What the task requires. Extract every record, keeping each one exactly as it is.

Records for this task.
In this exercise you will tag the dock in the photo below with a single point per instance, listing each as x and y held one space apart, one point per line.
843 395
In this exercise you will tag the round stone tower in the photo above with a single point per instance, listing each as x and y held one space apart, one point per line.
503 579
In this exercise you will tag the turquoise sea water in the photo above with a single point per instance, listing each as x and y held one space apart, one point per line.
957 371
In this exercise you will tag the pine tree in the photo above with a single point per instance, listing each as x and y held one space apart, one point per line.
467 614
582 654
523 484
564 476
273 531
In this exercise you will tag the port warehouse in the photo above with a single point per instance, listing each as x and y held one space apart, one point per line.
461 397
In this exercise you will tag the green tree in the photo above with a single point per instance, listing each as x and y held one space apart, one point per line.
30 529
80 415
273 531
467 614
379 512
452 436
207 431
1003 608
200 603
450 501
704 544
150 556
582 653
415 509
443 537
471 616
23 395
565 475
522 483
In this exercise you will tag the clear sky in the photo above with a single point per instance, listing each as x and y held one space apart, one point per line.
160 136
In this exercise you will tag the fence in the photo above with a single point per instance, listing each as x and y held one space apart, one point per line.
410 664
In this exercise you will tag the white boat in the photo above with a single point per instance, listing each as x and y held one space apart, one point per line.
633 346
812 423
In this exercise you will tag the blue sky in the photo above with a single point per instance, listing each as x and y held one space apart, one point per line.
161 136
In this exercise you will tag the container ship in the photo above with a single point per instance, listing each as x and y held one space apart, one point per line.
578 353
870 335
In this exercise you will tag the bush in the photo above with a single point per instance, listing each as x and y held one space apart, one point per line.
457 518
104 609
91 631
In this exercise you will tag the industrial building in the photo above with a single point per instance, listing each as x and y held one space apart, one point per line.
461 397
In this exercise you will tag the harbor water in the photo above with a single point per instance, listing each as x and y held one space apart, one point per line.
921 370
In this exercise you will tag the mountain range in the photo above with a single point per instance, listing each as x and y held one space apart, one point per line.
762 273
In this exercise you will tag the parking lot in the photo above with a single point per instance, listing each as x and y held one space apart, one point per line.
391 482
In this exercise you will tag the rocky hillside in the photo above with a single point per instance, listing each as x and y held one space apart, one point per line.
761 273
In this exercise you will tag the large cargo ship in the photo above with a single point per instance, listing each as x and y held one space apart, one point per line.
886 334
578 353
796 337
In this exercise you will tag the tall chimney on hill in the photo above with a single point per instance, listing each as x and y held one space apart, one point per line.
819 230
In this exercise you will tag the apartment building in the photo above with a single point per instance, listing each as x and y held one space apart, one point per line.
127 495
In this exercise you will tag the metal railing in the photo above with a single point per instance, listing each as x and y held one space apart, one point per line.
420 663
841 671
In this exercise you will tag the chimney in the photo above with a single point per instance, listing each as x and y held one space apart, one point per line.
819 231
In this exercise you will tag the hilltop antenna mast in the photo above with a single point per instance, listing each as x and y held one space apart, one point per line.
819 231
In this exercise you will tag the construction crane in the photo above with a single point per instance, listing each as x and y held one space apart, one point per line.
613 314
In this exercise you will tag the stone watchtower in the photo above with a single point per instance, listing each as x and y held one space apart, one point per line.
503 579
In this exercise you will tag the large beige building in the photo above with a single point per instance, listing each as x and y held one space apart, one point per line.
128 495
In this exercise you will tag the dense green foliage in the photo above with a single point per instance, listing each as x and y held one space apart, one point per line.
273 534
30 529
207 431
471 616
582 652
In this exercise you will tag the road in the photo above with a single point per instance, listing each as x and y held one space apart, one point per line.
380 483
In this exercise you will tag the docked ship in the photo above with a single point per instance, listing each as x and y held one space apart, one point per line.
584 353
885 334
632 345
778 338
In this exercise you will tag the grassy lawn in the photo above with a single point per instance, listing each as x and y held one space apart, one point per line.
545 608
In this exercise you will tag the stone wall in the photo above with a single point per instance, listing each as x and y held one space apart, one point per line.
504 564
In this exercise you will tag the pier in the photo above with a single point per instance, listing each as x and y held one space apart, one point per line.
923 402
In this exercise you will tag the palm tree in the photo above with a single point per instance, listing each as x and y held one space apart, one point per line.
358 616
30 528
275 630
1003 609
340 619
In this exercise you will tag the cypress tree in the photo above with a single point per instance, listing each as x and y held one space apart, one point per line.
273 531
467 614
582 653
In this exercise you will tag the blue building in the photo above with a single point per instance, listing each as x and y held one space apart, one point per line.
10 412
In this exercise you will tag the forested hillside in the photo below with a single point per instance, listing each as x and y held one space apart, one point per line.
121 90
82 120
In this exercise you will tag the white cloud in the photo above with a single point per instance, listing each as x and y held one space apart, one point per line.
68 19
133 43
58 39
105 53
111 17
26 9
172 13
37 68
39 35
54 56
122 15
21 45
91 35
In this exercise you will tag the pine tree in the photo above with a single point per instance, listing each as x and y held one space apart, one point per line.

Solution to the exercise.
In this exercise you will tag the dock in the photo below with a single point per instance, listing each as x and y held one space apart, one point per line.
843 395
In this exercise you will tag the round stone tower in the photo above with a single point per instance, listing each as x and y held one space apart, one point per line.
503 579
In this exercise you will tag the turquoise sea water in the photo above with a single point per instance, listing each as x and y held one space apart, one point per line.
957 371
In this exercise you will tag the pine tree in the photo above with a single point per instance, listing each as x and y held one space apart, one point per line.
467 614
582 654
523 484
564 476
273 531
In this exercise you will tag the port warehouse in the photo above with a single point per instance, listing each as x and y held one space apart, one point per line.
461 397
In this exercise you will tag the green tree in the photo above with a single point per instance, listing each as x and y held one space apart, one point per line.
30 529
80 415
273 531
467 614
379 512
452 436
207 431
1003 608
200 603
450 501
704 544
150 556
582 653
415 509
443 537
471 616
23 395
565 475
522 483
In this exercise you will tag the clear sky in the photo above with a single point per instance, listing each as x and y held one space apart, one point per line.
160 136
In this exercise you will tag the fence in the photo above with a single point per instance, listing each as x and y held one space apart, one point per line.
410 664
In this exercise you will tag the white boat in the photo above with a single point per instance, listing each as x and y held one space apart, one point per line.
633 346
812 423
In this exercise you will tag the blue sky in the photo above with a single point per instance, listing each as x and y held one space apart, one point per line.
161 136
In this exercise you will tag the container ship in the photo above with a single point per instance, listing each as x and y held one space apart, one point per line.
578 353
870 335
In this exercise you will tag the bush in the photo above with a single point per instance, listing each as x and y held one space apart, one point per line.
457 518
104 609
91 631
In this exercise you will tag the industrial building in the photo above with a single point per instance, listing each as x and y held one space apart, one point per line.
461 397
In this exercise you will tag the harbor water in the photo above with a single point per instance, listing each as x and y held one space apart, one point per line.
921 370
In this exercise you will tag the mountain range in the photo above with a single point per instance, listing each as x and y held one space apart, one point per line.
762 273
In this exercise you will tag the parking lot in the photo above with a single point per instance, listing each as x and y held one space apart, one point per line.
391 482
In this exercise you will tag the rocky hillside in the photo above with a single point per instance, listing each as x and y held one space apart, one point per line.
761 273
In this exercise you will tag the large cargo ship in the photo above with a single point per instance, listing each as x and y held one space apart, one point per line.
886 334
578 353
796 337
In this exercise you will tag the tall chimney on hill in the photo above with a single point per instance, listing each as x and y held one space apart, one point per line.
819 230
In this exercise you will tag the apartment building in the photo above with a single point per instance, listing each as x and y held one space apart, one point per line.
127 495
In this exercise you will tag the metal railing in the photo above with a single point per instance, listing each as x and y held one space apart, one point per line.
420 663
841 671
In this exercise you will tag the chimney in the photo above with a single point per instance, listing each as x and y held one space apart, one point per line.
819 231
In this exercise you will tag the hilltop antenna mast in the photo above with a single point per instance, listing each as x and y held one space apart, one point per line.
819 231
In this exercise you will tag the construction crane in the photo above with a single point per instance, listing each as x and y held one space apart, one point per line.
613 314
In this exercise you will tag the stone watchtower in the photo above with a single point per instance, listing each as x and y held one space apart, one point per line.
503 579
In this exercise you will tag the large beige building in the photo above with a single point per instance, listing each as x and y held one space apart, one point per line.
128 495
In this exercise you will tag the dense green foliage in the photo above with a single point per instance, listing each as x and y held one space apart, one point per line.
273 534
30 529
207 431
471 616
582 652
In this exercise you will tag the road in the photo above with a single point per instance, listing each as x and y held one space apart, one point per line.
380 483
In this exercise you will tag the docked ship in the photo above with a single point per instance, listing each as x and y held one space apart, one point per line.
584 353
885 334
632 345
778 338
In this exercise you will tag the grassy lawn in the photo above with a single point per instance, listing each as x and y held one space apart, one point per line.
545 608
In this exercise you will tag the stone wall in the photo above with a single point per instance, listing each as x and y held one space apart, one point per line.
504 564
In this exercise you will tag the pier in the photo above with a single point per instance, listing each as x and y held one space apart, one point per line.
923 402
In this exercise you will tag the palm tree in the photo above with a single point per instance, listing each as x and y held one space apart, one point per line.
358 616
30 528
275 630
1003 609
340 619
In this exercise you will tag the cypress tree in the photo above with a single point per instance, listing each as x and y held one space apart, one point per line.
273 531
467 614
582 653
In this exercise you will tag the blue building in the photo above with a single point per instance, listing each as x and y held one space apart, one point per line.
10 412
In this exercise you will tag the forested hillside in the photo below with a single point per instance, listing each as x and y held one space apart, one point per line.
121 90
82 120
In this exercise you will tag the white cloud in the photo above with a single point per instance, listing each as x and y held one space apart, one point per line.
68 19
133 43
58 39
105 53
111 17
26 9
172 13
37 68
39 35
54 56
122 15
21 45
91 35
In this exercise you will tag the pine tree in the photo above with a single point per instance, listing each as x and y held one space apart, one point per line.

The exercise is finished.